* _Supplied records_
● ● ● ● ●

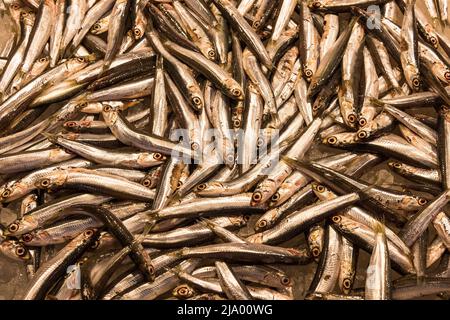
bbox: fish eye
[311,247,320,258]
[331,216,341,223]
[256,137,266,147]
[176,286,190,297]
[15,246,27,257]
[39,179,50,188]
[359,118,367,127]
[305,69,313,78]
[252,191,262,202]
[444,71,450,81]
[207,49,216,59]
[192,97,202,106]
[227,154,234,163]
[8,222,19,233]
[22,233,33,242]
[64,121,77,128]
[153,152,163,160]
[2,189,11,198]
[327,136,337,144]
[133,28,142,38]
[191,142,200,151]
[231,88,242,97]
[280,276,291,286]
[91,240,100,249]
[342,279,352,289]
[316,184,325,193]
[147,265,155,274]
[430,37,438,46]
[358,130,367,139]
[312,1,322,9]
[417,198,428,206]
[78,101,87,108]
[256,219,267,229]
[271,192,280,201]
[393,162,402,169]
[197,183,206,191]
[347,114,356,123]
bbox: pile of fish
[0,0,450,300]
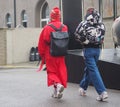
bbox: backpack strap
[48,24,64,31]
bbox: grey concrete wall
[0,29,6,65]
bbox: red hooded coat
[38,7,68,87]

● ● ● ● ●

* _Given task_
Print the lines above exactly, leaving out the pictures.

* _The reply_
bbox: fish eye
[311,247,320,258]
[331,216,341,223]
[256,137,266,147]
[176,286,190,297]
[15,246,27,257]
[39,179,50,188]
[359,118,367,127]
[305,69,313,78]
[252,191,262,202]
[444,71,450,81]
[207,49,216,59]
[192,97,202,106]
[227,154,234,163]
[8,222,19,233]
[22,233,33,242]
[64,121,77,128]
[153,152,163,160]
[2,189,11,198]
[327,136,337,144]
[133,28,142,38]
[191,142,200,151]
[231,88,242,97]
[280,276,291,286]
[91,240,100,249]
[342,279,352,289]
[316,184,325,193]
[147,265,155,274]
[430,37,438,46]
[358,130,367,139]
[312,1,322,9]
[417,198,428,206]
[78,101,87,108]
[256,219,267,229]
[271,192,280,201]
[393,162,402,169]
[197,183,206,191]
[347,114,356,123]
bbox: pile of fish
[0,0,450,300]
bbox: backpack strap
[48,24,64,31]
bbox: grey concrete wall
[0,29,6,65]
bbox: red hooded coat
[38,7,68,87]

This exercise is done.